* CONSIGNE *
Selon le texte extrait sur l'essai de chimiothérapie néoadjuvante, combien de patients doivent être inclus dans le bras FOLFOX ?

* TEXTE EXTRAIT *
——————————

Les patients présentant une lésion résécable selon les recommandations du NCCN (American National Comprehensive Cancer Network 2014) seront randomisés pour recevoir soit le traitement standard, soit 4 cycles de chimiothérapie néoadjuvante à base soit de FOLFOX, soit de FOLFIRINOX. Les patients dans les bras de chimiothérapie néoadjuvante, recevront une chimiothérapie postopératoire pendant 4 mois (8 cycles). L'objectif principal de l'étude est d'évaluer la faisabilité et l'efficacité de ces deux modes de chimiothérapie néo-adjuvante avec comme contrôle le traitement de standard actuellement validé. Le critère principal de jugement est un critère composite associant le taux de survie globale à 12 mois et la faisabilité de la séquence définit par la proportion de patients recevant la séquence thérapeutique complète.
Les critères secondaires sont la toxicité liée à la chimiothérapie, la morbidité globale, la qualité de vie, la survie sans récidive, la corrélation pronostique entre la réponse biologique, radiologique ou pathologique et la survie.
Dans cette étude de phase II, la randomisation de 160 malades est nécessaire. Selon l’approche de Bryant and Day avec répartition 2 :2 :1, nous aurons à inclure 64 patients dans le bras FOLFIRINOX, 64 dans le bras FOLFOX et 32 dans le groupe témoin (avec un risque alpha de 5% et une puissance de 85 %). La durée prévisionnelle d’inclusion est de 24 mois. L'analyse principale sera effectuée 12 mois après la dernière inclusion. L'analyse finale de tous les effets secondaires sera effectuée 3 ans après la dernière inscription. La durée totale de l'étude sera d'environ 5 ans.
L'aspect le plus novateur de cette étude est de tester l'approche néo-adjuvante comme une option thérapeutique pour le traitement de l'adénocarcinome résécable. À ce jour, l’intérêt du FOLF(IRIN)OX en traitement néo-adjuvant de tumeurs localement résécales n'a pas été étudié.
Commentateur : Antonio SA CUNHA

 

Patients âgés porteurs d’un cancer colique : colectomie coelioscopique ou par voie ouverte ? Essai randomisé national de phase III CELL

MANCEAU G (Paris)

——————————

* DONNÉES ENREGISTRÉES *
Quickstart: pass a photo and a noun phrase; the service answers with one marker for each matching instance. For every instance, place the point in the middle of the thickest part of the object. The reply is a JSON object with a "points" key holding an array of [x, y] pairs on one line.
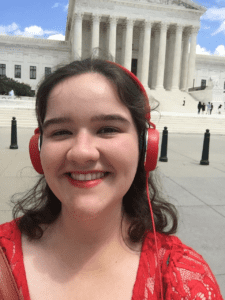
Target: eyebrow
{"points": [[62, 120]]}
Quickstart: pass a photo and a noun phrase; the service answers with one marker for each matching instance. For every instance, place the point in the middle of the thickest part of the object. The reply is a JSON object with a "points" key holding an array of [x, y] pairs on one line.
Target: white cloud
{"points": [[214, 14], [55, 5], [220, 50], [220, 29], [32, 31], [8, 29], [201, 50], [58, 37]]}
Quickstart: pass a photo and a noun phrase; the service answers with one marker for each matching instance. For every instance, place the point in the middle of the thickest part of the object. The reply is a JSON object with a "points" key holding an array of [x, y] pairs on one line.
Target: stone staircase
{"points": [[172, 101], [175, 122]]}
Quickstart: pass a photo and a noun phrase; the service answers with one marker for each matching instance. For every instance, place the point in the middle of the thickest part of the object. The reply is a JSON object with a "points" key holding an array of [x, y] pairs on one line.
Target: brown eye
{"points": [[62, 132], [108, 130]]}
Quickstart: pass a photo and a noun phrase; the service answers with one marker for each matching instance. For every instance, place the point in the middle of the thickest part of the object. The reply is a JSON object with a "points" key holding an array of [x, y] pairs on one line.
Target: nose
{"points": [[83, 149]]}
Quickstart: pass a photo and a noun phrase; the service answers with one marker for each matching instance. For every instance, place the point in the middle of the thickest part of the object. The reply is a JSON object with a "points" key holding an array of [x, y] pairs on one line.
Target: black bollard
{"points": [[163, 156], [13, 135], [205, 151]]}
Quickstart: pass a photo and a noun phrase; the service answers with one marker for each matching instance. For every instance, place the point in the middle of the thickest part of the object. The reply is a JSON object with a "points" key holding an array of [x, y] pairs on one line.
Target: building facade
{"points": [[155, 39]]}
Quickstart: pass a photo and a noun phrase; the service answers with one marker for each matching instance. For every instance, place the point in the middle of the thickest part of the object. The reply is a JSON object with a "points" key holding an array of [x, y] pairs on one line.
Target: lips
{"points": [[86, 183], [87, 176]]}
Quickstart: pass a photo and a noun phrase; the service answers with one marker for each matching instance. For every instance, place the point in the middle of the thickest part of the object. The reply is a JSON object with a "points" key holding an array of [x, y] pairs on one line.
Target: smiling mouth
{"points": [[88, 177]]}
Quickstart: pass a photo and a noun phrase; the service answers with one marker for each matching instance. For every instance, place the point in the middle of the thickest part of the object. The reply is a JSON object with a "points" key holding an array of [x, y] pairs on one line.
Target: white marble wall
{"points": [[31, 52]]}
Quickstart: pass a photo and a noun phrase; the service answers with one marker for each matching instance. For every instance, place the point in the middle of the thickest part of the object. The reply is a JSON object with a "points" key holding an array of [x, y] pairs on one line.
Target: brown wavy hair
{"points": [[41, 206]]}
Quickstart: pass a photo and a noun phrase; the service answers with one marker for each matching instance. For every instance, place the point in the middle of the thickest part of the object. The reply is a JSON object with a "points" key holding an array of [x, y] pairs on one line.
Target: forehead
{"points": [[86, 92]]}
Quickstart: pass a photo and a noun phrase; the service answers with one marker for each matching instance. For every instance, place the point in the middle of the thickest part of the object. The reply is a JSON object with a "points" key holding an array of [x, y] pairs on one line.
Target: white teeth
{"points": [[89, 176]]}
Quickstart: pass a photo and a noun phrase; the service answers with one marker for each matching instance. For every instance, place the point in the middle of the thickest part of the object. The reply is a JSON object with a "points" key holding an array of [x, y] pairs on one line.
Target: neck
{"points": [[96, 244]]}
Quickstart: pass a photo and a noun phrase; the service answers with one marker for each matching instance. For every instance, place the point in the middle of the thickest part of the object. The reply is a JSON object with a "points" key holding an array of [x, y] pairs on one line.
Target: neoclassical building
{"points": [[155, 39]]}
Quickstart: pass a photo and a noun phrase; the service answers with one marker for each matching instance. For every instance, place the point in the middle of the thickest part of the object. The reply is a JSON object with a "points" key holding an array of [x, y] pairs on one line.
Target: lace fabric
{"points": [[185, 274]]}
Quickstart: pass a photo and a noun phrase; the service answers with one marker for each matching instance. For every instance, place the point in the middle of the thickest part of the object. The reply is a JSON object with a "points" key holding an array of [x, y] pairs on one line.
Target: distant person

——————————

* RÉPONSE RÉDIGÉE *
64 patients.